• **DATA EXTRACT**
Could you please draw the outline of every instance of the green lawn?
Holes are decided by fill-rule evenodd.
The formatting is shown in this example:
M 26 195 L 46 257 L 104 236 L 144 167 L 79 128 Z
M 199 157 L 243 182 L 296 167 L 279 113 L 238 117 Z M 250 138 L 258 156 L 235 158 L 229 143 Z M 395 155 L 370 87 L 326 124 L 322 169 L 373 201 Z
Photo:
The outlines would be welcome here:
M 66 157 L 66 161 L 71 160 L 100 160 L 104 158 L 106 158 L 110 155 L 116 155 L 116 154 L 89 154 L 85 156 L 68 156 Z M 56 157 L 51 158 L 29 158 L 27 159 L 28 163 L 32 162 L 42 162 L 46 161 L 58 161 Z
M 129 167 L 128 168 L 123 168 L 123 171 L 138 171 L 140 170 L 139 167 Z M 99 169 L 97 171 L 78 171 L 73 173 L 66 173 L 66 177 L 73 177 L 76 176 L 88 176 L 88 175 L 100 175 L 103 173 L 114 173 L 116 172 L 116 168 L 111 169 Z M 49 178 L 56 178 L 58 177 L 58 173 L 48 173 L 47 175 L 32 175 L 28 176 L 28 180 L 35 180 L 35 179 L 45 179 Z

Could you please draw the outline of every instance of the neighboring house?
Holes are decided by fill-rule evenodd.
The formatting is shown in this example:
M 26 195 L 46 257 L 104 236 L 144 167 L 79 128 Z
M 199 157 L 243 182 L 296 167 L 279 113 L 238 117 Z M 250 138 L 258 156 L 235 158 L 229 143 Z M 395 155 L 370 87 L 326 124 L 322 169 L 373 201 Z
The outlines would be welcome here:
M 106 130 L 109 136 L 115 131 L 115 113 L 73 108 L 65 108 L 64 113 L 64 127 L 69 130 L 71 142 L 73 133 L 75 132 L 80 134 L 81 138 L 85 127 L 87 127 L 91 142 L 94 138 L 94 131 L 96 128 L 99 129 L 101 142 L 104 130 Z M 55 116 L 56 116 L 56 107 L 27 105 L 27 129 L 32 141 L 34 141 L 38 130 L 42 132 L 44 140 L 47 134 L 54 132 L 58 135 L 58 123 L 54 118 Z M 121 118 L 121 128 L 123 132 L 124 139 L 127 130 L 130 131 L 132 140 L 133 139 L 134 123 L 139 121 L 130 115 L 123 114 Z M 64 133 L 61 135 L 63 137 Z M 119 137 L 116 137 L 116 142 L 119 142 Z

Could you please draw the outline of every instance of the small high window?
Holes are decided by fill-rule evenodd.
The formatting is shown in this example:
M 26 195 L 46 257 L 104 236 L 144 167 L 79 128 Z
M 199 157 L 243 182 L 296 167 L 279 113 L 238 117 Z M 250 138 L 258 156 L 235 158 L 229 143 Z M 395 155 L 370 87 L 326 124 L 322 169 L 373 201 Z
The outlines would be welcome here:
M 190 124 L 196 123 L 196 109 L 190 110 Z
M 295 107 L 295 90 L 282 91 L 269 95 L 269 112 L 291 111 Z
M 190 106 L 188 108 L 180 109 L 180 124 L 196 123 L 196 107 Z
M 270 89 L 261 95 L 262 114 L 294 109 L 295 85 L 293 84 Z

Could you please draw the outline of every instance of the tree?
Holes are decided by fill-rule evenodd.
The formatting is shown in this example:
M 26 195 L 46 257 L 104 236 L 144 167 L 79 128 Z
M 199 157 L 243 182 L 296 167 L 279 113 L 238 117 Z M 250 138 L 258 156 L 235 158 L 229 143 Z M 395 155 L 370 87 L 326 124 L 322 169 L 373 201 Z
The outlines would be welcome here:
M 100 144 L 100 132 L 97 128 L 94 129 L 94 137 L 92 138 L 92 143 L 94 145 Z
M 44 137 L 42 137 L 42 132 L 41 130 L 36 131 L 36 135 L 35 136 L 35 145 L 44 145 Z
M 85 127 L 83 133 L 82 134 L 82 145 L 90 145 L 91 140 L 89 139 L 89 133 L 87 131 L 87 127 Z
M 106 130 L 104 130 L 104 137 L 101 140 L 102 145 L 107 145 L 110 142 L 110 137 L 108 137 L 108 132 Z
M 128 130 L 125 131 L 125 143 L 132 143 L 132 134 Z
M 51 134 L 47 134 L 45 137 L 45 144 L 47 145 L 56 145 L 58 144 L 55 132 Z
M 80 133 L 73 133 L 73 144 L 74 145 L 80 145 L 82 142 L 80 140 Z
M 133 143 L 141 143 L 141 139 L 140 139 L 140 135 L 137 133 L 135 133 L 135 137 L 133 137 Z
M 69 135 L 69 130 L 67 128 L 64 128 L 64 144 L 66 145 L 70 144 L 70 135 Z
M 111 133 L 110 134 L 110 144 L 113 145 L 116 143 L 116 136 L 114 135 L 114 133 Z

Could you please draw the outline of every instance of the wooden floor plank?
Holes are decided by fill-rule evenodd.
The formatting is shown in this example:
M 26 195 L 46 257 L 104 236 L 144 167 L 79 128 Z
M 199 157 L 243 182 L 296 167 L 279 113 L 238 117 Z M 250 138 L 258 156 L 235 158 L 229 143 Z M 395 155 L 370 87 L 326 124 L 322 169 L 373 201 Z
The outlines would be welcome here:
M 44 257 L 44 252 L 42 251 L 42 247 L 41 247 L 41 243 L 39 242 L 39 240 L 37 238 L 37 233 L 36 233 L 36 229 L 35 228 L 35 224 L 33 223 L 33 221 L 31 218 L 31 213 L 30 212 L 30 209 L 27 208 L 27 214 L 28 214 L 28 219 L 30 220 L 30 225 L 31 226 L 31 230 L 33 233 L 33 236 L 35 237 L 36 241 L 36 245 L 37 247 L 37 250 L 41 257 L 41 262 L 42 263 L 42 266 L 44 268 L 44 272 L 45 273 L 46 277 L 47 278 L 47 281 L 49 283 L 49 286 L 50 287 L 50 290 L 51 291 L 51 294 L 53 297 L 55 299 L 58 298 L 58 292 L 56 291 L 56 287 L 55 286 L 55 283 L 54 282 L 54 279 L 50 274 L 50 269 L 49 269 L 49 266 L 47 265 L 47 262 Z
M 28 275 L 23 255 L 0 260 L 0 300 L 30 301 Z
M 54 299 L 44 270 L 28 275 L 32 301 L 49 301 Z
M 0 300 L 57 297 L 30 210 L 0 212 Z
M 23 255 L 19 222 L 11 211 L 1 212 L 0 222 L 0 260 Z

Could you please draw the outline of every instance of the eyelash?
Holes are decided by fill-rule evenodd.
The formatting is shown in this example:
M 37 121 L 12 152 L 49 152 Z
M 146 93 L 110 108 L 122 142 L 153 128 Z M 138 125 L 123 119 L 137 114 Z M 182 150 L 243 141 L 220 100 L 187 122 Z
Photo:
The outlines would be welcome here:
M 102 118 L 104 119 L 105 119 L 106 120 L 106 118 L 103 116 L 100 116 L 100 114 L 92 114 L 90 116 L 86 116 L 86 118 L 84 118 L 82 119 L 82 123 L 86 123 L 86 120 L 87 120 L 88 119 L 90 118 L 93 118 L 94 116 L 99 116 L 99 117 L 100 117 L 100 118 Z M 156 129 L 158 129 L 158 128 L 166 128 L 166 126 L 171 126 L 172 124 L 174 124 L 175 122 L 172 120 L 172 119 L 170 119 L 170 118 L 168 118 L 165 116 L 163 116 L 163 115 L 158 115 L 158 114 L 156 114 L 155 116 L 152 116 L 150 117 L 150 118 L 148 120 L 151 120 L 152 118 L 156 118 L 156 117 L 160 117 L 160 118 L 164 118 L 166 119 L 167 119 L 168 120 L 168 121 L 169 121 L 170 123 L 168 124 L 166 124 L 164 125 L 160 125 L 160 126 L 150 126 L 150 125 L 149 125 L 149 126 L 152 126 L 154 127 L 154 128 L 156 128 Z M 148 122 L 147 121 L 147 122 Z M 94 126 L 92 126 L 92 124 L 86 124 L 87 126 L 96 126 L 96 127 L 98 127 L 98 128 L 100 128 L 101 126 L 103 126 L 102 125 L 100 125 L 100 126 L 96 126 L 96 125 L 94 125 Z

• **PROBLEM TO SOLVE**
Copy out the lines word for word, starting at the very first line and ending at the line that contains "M 106 130 L 109", with that line included.

• **SOLUTION FOR THIS PROBLEM**
Could you please draw the outline of every instance of the green lawn?
Holes are decided by fill-rule evenodd.
The formatting is shown in this example:
M 26 195 L 46 257 L 104 236 L 144 167 L 79 128 Z
M 199 157 L 243 182 L 296 167 L 279 113 L 238 117 Z M 250 138 L 258 156 L 235 158 L 229 143 Z M 395 155 L 370 87 L 326 124 L 322 169 L 373 201 Z
Photo:
The outlines would be welcome here:
M 66 157 L 66 161 L 71 160 L 100 160 L 104 158 L 106 158 L 110 155 L 116 155 L 116 154 L 89 154 L 85 156 L 68 156 Z M 56 157 L 51 158 L 29 158 L 27 159 L 28 163 L 32 162 L 42 162 L 46 161 L 58 161 Z
M 129 167 L 128 168 L 123 168 L 123 171 L 138 171 L 140 170 L 139 167 Z M 99 169 L 97 171 L 78 171 L 73 173 L 66 173 L 66 177 L 73 177 L 76 176 L 88 176 L 88 175 L 100 175 L 103 173 L 114 173 L 116 172 L 116 168 L 111 169 Z M 49 178 L 56 178 L 58 177 L 58 173 L 48 173 L 47 175 L 32 175 L 28 176 L 28 180 L 35 180 L 35 179 L 45 179 Z

Could you please draw the outline of every instance of the neighboring house?
Holes are decided by fill-rule evenodd.
The formatting is shown in this example:
M 26 195 L 46 257 L 104 236 L 144 167 L 79 128 Z
M 199 157 L 243 182 L 296 167 L 279 113 L 238 117 Z M 250 138 L 258 156 L 235 158 L 229 143 Z M 395 155 L 370 87 L 326 124 L 322 169 L 373 201 Z
The outlines would be welcome here:
M 106 130 L 109 136 L 115 131 L 115 113 L 73 108 L 65 108 L 64 113 L 64 127 L 69 130 L 71 142 L 73 133 L 75 132 L 80 134 L 81 138 L 85 127 L 87 127 L 91 142 L 94 138 L 94 131 L 96 128 L 99 129 L 101 142 L 104 130 Z M 55 116 L 56 116 L 56 107 L 27 105 L 27 129 L 32 141 L 34 141 L 38 130 L 42 132 L 44 140 L 47 134 L 54 132 L 58 135 L 58 123 L 54 118 Z M 121 118 L 121 128 L 123 132 L 124 139 L 127 130 L 130 131 L 132 140 L 133 139 L 134 123 L 139 121 L 130 115 L 123 114 Z M 64 133 L 61 135 L 63 137 Z M 119 137 L 116 137 L 116 142 L 119 142 Z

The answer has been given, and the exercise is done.